▸ **Exercise aim**
Write out the entries again exactly as they are given.

▸ **Records shown**
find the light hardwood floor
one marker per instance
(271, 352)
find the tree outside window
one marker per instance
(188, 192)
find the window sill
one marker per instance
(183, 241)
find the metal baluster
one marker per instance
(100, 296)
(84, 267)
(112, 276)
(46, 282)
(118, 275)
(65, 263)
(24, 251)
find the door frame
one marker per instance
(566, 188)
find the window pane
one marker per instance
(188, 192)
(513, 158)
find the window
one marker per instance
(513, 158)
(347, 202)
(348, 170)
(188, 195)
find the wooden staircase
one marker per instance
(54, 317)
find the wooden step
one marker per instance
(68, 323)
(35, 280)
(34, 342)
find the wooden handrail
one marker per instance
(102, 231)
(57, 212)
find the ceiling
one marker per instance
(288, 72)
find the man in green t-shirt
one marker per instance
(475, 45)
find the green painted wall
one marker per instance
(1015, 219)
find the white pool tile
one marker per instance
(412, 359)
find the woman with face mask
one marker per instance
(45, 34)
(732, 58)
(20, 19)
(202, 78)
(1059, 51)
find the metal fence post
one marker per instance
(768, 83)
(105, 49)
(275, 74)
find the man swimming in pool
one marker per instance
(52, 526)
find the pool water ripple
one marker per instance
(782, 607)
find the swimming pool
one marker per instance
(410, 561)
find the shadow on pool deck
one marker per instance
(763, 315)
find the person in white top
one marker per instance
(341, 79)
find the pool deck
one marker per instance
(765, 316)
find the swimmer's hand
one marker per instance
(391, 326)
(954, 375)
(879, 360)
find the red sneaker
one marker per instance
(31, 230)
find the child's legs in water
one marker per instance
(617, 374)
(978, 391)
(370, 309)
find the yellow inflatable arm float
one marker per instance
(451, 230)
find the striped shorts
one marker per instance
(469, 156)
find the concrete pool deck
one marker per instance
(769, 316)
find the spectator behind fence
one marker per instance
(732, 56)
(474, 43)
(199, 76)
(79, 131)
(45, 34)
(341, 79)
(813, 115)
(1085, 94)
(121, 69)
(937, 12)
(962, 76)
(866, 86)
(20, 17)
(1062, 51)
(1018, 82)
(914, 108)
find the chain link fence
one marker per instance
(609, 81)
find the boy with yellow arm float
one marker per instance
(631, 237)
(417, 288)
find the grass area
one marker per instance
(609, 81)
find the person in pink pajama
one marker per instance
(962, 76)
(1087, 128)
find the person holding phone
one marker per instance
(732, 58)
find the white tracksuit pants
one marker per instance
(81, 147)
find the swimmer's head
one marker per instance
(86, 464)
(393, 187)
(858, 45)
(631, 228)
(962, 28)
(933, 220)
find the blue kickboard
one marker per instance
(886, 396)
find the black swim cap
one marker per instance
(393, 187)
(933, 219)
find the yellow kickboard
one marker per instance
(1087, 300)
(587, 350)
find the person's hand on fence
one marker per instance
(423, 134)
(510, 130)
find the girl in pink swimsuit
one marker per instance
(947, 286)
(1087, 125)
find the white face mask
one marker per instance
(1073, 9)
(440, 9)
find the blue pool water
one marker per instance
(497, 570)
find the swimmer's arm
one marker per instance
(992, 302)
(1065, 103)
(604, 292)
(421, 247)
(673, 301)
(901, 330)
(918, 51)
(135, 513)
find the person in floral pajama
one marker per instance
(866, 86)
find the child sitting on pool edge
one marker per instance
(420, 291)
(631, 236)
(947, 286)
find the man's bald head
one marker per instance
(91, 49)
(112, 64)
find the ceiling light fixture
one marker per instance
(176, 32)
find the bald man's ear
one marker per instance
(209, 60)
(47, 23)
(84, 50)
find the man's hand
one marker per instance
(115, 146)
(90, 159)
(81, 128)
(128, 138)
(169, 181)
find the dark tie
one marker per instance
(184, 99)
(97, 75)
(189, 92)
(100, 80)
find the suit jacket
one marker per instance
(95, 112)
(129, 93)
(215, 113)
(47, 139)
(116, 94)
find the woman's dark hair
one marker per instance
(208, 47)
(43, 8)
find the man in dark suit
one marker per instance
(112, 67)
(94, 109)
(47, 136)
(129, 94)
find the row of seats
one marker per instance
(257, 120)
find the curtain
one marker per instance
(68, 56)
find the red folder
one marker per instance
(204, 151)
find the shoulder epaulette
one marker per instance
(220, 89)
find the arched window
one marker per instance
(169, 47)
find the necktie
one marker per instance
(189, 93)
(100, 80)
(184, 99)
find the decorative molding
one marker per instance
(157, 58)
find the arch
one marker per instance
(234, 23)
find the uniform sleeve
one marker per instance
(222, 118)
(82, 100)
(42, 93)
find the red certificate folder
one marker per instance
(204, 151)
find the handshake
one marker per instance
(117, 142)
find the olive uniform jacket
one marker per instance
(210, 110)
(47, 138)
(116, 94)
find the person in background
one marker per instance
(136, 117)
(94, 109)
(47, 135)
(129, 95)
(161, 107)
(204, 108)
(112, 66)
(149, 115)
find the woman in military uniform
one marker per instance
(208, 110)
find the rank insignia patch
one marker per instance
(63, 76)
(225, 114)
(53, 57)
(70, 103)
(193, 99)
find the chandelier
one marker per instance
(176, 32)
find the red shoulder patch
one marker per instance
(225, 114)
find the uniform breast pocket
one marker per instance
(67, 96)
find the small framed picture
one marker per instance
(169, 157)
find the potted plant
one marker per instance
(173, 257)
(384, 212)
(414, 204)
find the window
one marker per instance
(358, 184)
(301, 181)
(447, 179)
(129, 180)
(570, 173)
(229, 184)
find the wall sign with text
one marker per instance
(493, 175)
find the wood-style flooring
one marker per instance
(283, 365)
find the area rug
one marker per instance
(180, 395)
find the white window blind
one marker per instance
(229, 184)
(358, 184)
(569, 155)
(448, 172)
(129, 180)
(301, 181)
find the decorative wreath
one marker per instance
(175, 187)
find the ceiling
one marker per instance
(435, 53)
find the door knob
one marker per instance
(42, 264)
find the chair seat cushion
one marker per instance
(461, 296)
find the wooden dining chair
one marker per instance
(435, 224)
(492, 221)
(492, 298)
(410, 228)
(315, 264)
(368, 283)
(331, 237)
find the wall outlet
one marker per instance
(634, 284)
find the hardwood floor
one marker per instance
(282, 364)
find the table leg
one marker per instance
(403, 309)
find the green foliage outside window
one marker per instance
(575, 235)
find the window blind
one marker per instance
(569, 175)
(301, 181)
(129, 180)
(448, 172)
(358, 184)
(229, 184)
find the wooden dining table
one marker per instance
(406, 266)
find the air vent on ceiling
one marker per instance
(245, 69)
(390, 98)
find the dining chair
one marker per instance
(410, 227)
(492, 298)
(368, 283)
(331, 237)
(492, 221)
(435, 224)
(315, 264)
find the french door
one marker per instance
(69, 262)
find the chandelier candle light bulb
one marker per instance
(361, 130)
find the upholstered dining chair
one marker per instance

▸ **Worked answer**
find the light hardwood floor
one marker per instance
(271, 352)
find the tree outside window
one marker per instance
(188, 192)
find the window sill
one marker per instance
(183, 241)
find the metal baluster
one marker per instance
(100, 296)
(84, 267)
(112, 276)
(46, 282)
(118, 275)
(65, 263)
(24, 251)
find the door frame
one marker per instance
(566, 188)
find the window pane
one marker per instance
(188, 192)
(513, 158)
find the window
one marker per instance
(513, 158)
(347, 202)
(348, 170)
(188, 195)
find the wooden staircase
one marker per instance
(54, 317)
find the wooden step
one marker per instance
(68, 323)
(35, 280)
(34, 342)
find the wooden handrail
one marker per instance
(102, 231)
(57, 212)
find the ceiling
one marker per instance
(288, 72)
find the man in green t-shirt
one marker per instance
(475, 45)
find the green painted wall
one marker per instance
(1015, 219)
find the white pool tile
one marker per instance
(412, 359)
find the woman with face mask
one marker per instance
(45, 34)
(732, 58)
(20, 19)
(202, 78)
(1059, 51)
find the metal fence post
one marker per instance
(768, 83)
(105, 49)
(275, 74)
find the man swimming in pool
one marker per instance
(52, 526)
find the pool water ripple
one marker per instance
(782, 607)
find the swimming pool
one marker per instance
(410, 561)
find the shadow on pool deck
one marker per instance
(763, 315)
find the person in white top
one marker per instance
(341, 79)
find the pool deck
one marker per instance
(765, 316)
find the swimmer's hand
one marker per instance
(391, 326)
(954, 375)
(879, 360)
find the red sneaker
one marker per instance
(31, 230)
find the child's legs in water
one marker per instance
(617, 374)
(978, 391)
(370, 309)
find the yellow inflatable arm float
one marker per instance
(451, 230)
find the striped shorts
one marker per instance
(469, 156)
find the concrete pool deck
one marker per instance
(769, 316)
find the spectator behind fence
one marker per instance
(732, 56)
(474, 43)
(199, 76)
(79, 131)
(45, 34)
(341, 79)
(813, 115)
(1085, 94)
(121, 69)
(937, 12)
(962, 76)
(866, 86)
(20, 17)
(1062, 51)
(1018, 82)
(914, 108)
find the chain link fence
one marker per instance
(609, 81)
find the boy with yellow arm float
one marker per instance
(631, 237)
(417, 288)
find the grass area
one marker per instance
(609, 81)
find the person in pink pajama
one marker per instance
(962, 76)
(1087, 128)
find the person holding phone
one marker per instance
(732, 58)
find the white tracksuit pants
one marker per instance
(81, 147)
find the swimmer's head
one marker per instance
(86, 464)
(393, 187)
(858, 45)
(631, 228)
(962, 28)
(933, 220)
find the blue kickboard
one marker per instance
(886, 396)
find the black swim cap
one marker per instance
(393, 187)
(933, 219)
find the yellow kickboard
one marker per instance
(1087, 300)
(587, 350)
find the person's hand on fence
one marker per instance
(423, 134)
(510, 130)
find the girl in pink swimsuit
one marker per instance
(947, 286)
(1087, 125)
find the white face mask
one marker per instance
(1073, 9)
(440, 9)
find the blue pool water
one marker per instance
(497, 570)
find the swimmer's arm
one marker per instance
(992, 302)
(1065, 103)
(604, 292)
(421, 247)
(673, 301)
(901, 330)
(918, 51)
(135, 513)
find the person in floral pajama
one marker per instance
(866, 86)
find the child sitting on pool edge
one marker per instance
(420, 291)
(631, 236)
(947, 286)
find the man's bald head
one marker per instance
(91, 49)
(112, 64)
find the ceiling light fixture
one marker per instance
(176, 32)
find the bald man's ear
one marker per instance
(209, 60)
(47, 23)
(84, 50)
find the man's hand
one marker per instance
(115, 146)
(90, 159)
(81, 128)
(128, 138)
(169, 181)
find the dark tie
one marker per instance
(184, 99)
(97, 75)
(189, 92)
(100, 80)
find the suit jacket
one marker per instance
(95, 112)
(129, 93)
(215, 113)
(47, 139)
(116, 94)
find the woman's dark hair
one marker per instance
(208, 47)
(43, 8)
find the man in dark suit
one marker per instance
(112, 67)
(94, 109)
(47, 136)
(129, 94)
find the row of seats
one marker per instance
(257, 120)
find the curtain
one marker per instance
(68, 56)
find the red folder
one marker per instance
(204, 151)
find the shoulder epaulette
one marker per instance
(220, 89)
find the arched window
one marker per instance
(169, 47)
find the necktie
one marker per instance
(189, 93)
(100, 80)
(184, 99)
find the decorative molding
one marker per instance
(157, 58)
find the arch
one marker per instance
(234, 23)
find the uniform sleeve
one marker per instance
(222, 118)
(82, 100)
(42, 93)
find the red certificate folder
one marker per instance
(204, 151)
find the handshake
one marker per instance
(117, 142)
find the olive uniform jacket
one marker per instance
(210, 110)
(47, 138)
(116, 94)
find the person in background
one marker per instance
(136, 117)
(94, 109)
(47, 135)
(129, 95)
(161, 107)
(204, 108)
(112, 66)
(149, 115)
find the woman in military uniform
one marker per instance
(208, 110)
find the rank insignia patch
one marker per instance
(63, 76)
(225, 114)
(53, 57)
(70, 103)
(193, 99)
find the chandelier
one marker per instance
(176, 32)
find the red shoulder patch
one marker per instance
(225, 114)
find the uniform breast pocket
one marker per instance
(67, 96)
find the small framed picture
one marker per instance
(169, 157)
find the potted plant
one marker per instance
(173, 257)
(384, 212)
(414, 204)
find the window
one marker per instance
(358, 184)
(301, 181)
(447, 179)
(129, 180)
(570, 173)
(229, 184)
find the wall sign with text
one marker per instance
(493, 175)
find the wood-style flooring
one marker per instance
(283, 365)
find the area rug
one marker per instance
(180, 395)
find the white window blind
one marker per instance
(229, 184)
(358, 184)
(569, 155)
(448, 172)
(129, 180)
(301, 181)
find the decorative wreath
one marker per instance
(175, 187)
find the ceiling
one marker per instance
(435, 53)
find the door knob
one marker per instance
(42, 264)
find the chair seat cushion
one marker per instance
(461, 296)
find the wooden dining chair
one marker per instance
(435, 224)
(492, 221)
(492, 298)
(410, 228)
(315, 264)
(368, 283)
(331, 237)
find the wall outlet
one marker per instance
(634, 284)
find the hardwood floor
one marker per instance
(282, 364)
find the table leg
one marker per instance
(403, 309)
find the green foliage outside window
one marker per instance
(575, 235)
find the window blind
one marker per instance
(569, 175)
(301, 181)
(129, 180)
(448, 172)
(358, 184)
(229, 184)
find the wooden dining table
one marker per instance
(406, 266)
find the air vent on ceiling
one marker per instance
(245, 69)
(390, 98)
find the dining chair
one marker per instance
(410, 227)
(492, 298)
(368, 283)
(331, 237)
(492, 221)
(435, 224)
(315, 264)
find the french door
one marker per instance
(69, 262)
find the chandelier candle light bulb
one marker per instance
(361, 130)
find the upholstered dining chair
one marker per instance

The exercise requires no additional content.